### [Görev tanımı]
Aşağıdaki bakliyat belgeseliyle ilgili metinde geçen şu cümleyi İngilizceye çevirin: "Prof. Dr. Dilek Boyacıoğlu, belgeselin temel amacının, besin değeri yüksek bakliyatın tüketiciler ve gıda sanayi tarafından kullanımını teşvik etmek olduğunu söylüyor."

### [Çıkarılan metin]
---

Birçok yemeğe lezzet katan bakliyatlar hakkında her şeyi bildiğinizi mi düşünüyorsunuz? Öyleyse, İTÜ Gıda Mühendisliği Bölümü’nden akademisyenlerin de yer aldığı ‘Bakliyat ile Sağlıklı Beslenme, Sağlıklı Hayat’ belgeselinden sonra bu düşüncenizi tekrar gözden geçirin…
İstanbul Teknik Üniversitesi (İTÜ) Kimya Metalurji Fakültesi Gıda Mühendisliği Bölümü’nde görev yapan Prof. Dr. Dilek Boyacıoğlu, Doç. Dr. Esra Çapanoğlu Güven, Doç. Dr. Neşe Şahin Yeşilçubuk ve Yrd. Doç. Dr. Dilara Nilüfer Erdil’in, baklagiller üzerine İTÜ laboratuvarlarında yaptıkları önemli araştırmaların sonuçları, ilk ağızdan ‘Bakliyat ile Sağlıklı Beslenme, Sağlıklı Hayat’ belgeselinde paylaşılıyor.
Prof. Dr. Dilek Boyacıoğlu, belgeselin temel amacının, besin değeri yüksek bakliyatın tüketiciler ve gıda sanayi tarafından kullanımını teşvik etmek olduğunu söylüyor. Prof. Dr. Boyacıoğlu, İTÜ olarak bakliyata katma değer oluşturarak bu konuda topluma yayılacak genel bir farkındalık oluşturmayı hedeflediklerini de sözlerine ekliyor.
Doç. Dr. Esra Çapanoğlu Güven de baklagillerin daha sık tüketilmesi gerektiğini belirterek atıştırmalık yiyeceklerdeki riskin baklagillerle azaltılması için yapılan araştırmalara değiniyor. Araştırmalara katılan bir başka akademisyen olan Yrd. Doç. Dr. Dilara Nilüfer Erdil ise içindeki buğday unu baklagillerle ikâme edilen fırıncılık ürünlerinin raf ömrü, kalitesi, fiziksel ve kimyasal özellikleri üzerinde alınan olumlu sonuçları anlatıyor.

---

### [Sağlanan kayıtlar]
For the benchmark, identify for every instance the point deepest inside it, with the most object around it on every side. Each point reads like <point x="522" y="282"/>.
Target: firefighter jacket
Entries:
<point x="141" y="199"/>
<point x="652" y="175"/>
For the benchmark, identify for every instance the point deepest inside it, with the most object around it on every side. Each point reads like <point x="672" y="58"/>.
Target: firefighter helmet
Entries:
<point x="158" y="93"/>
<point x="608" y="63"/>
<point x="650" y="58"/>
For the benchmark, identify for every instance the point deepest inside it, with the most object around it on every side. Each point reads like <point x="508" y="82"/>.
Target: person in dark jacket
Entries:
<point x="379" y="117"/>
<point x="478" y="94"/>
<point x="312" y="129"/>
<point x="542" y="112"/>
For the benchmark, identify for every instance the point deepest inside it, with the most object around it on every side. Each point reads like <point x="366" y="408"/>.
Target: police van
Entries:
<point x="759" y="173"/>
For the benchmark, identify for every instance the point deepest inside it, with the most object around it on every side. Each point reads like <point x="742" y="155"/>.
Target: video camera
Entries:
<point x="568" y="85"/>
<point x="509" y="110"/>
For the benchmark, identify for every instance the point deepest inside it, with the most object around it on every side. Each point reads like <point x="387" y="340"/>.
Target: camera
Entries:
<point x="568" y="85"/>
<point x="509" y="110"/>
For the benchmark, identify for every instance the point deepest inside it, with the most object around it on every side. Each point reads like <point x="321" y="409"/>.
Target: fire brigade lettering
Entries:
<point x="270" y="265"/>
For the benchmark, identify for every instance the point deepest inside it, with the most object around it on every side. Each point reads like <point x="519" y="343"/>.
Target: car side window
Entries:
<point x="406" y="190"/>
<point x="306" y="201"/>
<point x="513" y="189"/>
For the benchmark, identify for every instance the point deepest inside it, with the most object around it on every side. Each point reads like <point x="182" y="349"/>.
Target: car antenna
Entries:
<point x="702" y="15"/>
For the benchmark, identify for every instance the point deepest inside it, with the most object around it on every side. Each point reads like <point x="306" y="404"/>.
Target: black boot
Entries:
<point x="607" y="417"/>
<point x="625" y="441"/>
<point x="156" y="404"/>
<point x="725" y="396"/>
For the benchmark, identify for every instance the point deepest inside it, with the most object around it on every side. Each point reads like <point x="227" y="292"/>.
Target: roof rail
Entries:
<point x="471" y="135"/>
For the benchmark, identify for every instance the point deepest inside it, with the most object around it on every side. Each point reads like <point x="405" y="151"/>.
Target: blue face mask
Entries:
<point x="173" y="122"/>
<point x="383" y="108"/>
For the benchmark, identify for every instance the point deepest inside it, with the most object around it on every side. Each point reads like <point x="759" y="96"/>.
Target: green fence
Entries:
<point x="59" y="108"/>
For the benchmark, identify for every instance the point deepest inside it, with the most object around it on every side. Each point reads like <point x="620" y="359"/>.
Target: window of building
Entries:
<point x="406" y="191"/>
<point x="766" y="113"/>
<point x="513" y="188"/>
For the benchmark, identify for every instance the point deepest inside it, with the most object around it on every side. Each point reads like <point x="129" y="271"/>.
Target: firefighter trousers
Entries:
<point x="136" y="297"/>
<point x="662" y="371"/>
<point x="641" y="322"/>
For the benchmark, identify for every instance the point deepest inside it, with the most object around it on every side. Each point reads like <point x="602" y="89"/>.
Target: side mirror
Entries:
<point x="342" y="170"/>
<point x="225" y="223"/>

---

### [Görevin sonucu]
Prof. Dr. Dilek Boyacıoğlu says that the main goal of the documentary is to encourage the use of highly nutritious legumes by consumers and the food industry.